* [Fragmento del texto]:
┄┄┄┄┄┄

El glaucoma es una enfermedad del nervio óptico que se produce, en la mayoría de los casos, por la acumulación de humor acuoso –el líquido del ojo– en el interior del globo ocular, ocasionando sobrepresión y elevación de la presión intraocular. Afecta al 1,5% de la población, aunque la incidencia aumenta al 2% por encima de los 40 años. Y, aunque la puede sufrir cualquier persona, enfermedades como la diabetes o miopías altas, problemas circulatorios, hipertensión arterial y antecedentes hacen que exista una mayor predisposición.
El glaucoma provoca un deterioro progresivo de la visión y no duele, por lo que, a veces, quienes lo sufren van acostumbrándose a su estado visual, sin detectar el peligro. No obstante, provoca una serie de defectos visuales que deterioran la capacidad de conducir con seguridad: provoca visión borrosa, dolor de ojos y fatiga ocular, dolor de cabeza y, a veces, náuseas y vómitos, halos coloreados alrededor de las luces, visión pobre con poca luz y una importante reducción del campo visual (algunos lo comparan a una mirada a través de un tubo).

┄┄┄┄┄┄

* [Información]:
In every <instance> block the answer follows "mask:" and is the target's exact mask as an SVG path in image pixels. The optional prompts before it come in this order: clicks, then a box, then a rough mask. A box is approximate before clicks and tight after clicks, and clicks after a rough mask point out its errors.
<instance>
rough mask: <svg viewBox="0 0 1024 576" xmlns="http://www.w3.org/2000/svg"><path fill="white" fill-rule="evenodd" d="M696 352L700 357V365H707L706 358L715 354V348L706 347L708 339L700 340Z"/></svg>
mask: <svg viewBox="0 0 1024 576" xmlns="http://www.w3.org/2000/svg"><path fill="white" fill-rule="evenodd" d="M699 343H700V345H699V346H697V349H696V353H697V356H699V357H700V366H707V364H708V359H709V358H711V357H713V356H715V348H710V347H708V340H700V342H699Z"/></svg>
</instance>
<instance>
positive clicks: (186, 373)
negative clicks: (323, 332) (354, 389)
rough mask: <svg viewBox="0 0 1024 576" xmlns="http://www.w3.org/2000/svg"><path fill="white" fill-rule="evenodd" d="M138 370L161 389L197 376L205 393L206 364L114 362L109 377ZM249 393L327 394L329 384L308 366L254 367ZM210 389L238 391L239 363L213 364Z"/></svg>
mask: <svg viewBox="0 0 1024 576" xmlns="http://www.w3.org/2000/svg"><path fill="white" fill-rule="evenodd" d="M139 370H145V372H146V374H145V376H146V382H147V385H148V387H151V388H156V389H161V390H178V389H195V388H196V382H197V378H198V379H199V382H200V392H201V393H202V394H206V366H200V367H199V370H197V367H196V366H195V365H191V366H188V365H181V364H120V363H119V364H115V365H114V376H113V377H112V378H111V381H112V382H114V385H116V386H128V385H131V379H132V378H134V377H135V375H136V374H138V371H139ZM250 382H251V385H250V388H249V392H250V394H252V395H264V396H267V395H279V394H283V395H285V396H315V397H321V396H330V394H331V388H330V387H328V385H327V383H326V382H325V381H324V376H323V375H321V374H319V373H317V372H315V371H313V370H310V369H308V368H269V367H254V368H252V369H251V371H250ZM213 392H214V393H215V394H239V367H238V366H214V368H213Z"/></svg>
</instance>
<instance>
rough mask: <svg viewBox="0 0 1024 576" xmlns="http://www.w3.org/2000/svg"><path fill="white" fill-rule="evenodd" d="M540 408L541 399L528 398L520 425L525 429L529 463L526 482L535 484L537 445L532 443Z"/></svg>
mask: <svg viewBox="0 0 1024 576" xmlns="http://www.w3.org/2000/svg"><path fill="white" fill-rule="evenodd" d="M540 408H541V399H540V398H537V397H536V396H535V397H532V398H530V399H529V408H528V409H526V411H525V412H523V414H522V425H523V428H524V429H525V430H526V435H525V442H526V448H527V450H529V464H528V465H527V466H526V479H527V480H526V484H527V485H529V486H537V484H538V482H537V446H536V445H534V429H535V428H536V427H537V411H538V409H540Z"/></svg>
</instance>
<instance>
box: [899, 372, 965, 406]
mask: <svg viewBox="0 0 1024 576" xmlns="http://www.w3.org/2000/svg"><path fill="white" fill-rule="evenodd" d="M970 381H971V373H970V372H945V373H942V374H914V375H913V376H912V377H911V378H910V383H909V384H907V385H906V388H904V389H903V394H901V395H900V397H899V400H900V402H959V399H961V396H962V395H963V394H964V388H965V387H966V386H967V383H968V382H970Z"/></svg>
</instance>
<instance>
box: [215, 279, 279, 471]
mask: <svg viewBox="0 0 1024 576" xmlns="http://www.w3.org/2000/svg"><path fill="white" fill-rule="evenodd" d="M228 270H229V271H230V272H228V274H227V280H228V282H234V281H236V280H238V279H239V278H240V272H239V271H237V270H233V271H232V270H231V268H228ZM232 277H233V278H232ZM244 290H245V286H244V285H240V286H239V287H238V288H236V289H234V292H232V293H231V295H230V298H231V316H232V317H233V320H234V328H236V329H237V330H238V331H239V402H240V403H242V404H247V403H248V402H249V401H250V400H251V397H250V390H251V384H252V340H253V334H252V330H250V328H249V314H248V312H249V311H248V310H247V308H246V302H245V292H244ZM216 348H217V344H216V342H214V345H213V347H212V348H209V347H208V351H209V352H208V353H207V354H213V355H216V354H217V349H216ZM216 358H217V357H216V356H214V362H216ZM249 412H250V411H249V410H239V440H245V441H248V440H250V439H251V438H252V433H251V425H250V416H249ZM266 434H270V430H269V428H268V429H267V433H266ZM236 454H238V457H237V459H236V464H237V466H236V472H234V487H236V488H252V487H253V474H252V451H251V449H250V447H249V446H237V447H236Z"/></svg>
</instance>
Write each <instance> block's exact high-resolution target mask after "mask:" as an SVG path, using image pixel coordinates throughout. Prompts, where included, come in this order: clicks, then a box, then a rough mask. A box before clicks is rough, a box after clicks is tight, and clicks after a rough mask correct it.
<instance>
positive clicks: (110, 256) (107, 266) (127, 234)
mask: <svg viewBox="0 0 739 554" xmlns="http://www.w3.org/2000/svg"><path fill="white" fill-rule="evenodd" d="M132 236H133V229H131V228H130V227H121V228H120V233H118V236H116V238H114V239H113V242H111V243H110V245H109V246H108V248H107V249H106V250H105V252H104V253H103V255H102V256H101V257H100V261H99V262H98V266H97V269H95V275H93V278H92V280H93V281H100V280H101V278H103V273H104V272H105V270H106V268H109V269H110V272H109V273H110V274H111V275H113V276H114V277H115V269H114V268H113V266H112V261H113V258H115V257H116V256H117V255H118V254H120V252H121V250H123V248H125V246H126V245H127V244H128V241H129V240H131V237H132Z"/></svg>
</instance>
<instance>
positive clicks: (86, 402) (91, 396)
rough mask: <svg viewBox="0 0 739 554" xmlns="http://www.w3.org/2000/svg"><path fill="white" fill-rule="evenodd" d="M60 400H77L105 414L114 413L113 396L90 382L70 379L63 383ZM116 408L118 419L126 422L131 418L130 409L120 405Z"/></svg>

┄┄┄┄┄┄

* [Tarea asignada 1]:
¿Puedes resumir en dos oraciones el texto sobre el glaucoma?
* [Tarea asignada 2]:
Responde según el texto sobre el glaucoma:
(a) ¿A qué porcentaje de la población afecta el glaucoma?
(b) ¿Por qué quienes lo sufren a veces no detectan el peligro?
(c) ¿Con qué comparan algunos la reducción del campo visual?
* [Tarea asignada 3]:
Devuelve sin cambios el fragmento del texto sobre el glaucoma que empieza en las palabras "El glaucoma provoca" y termina tras las palabras "de un tubo).".

* [Respuesta 1]:
El glaucoma es una enfermedad del nervio óptico que, en la mayoría de los casos, se produce por la acumulación de humor acuoso en el globo ocular, lo que eleva la presión intraocular. Afecta al 1,5% de la población, cifra que sube al 2% por encima de los 40 años, y provoca un deterioro progresivo e indoloro de la visión con defectos que deterioran la capacidad de conducir con seguridad.

* [Respuesta 2]:
(a) Al 1,5% de la población.
(b) Porque el deterioro de la visión es progresivo y no duele, de modo que se van acostumbrando a su estado visual.
(c) Con una mirada a través de un tubo.

* [Respuesta 3]:
El glaucoma provoca un deterioro progresivo de la visión y no duele, por lo que, a veces, quienes lo sufren van acostumbrándose a su estado visual, sin detectar el peligro. No obstante, provoca una serie de defectos visuales que deterioran la capacidad de conducir con seguridad: provoca visión borrosa, dolor de ojos y fatiga ocular, dolor de cabeza y, a veces, náuseas y vómitos, halos coloreados alrededor de las luces, visión pobre con poca luz y una importante reducción del campo visual (algunos lo comparan a una mirada a través de un tubo).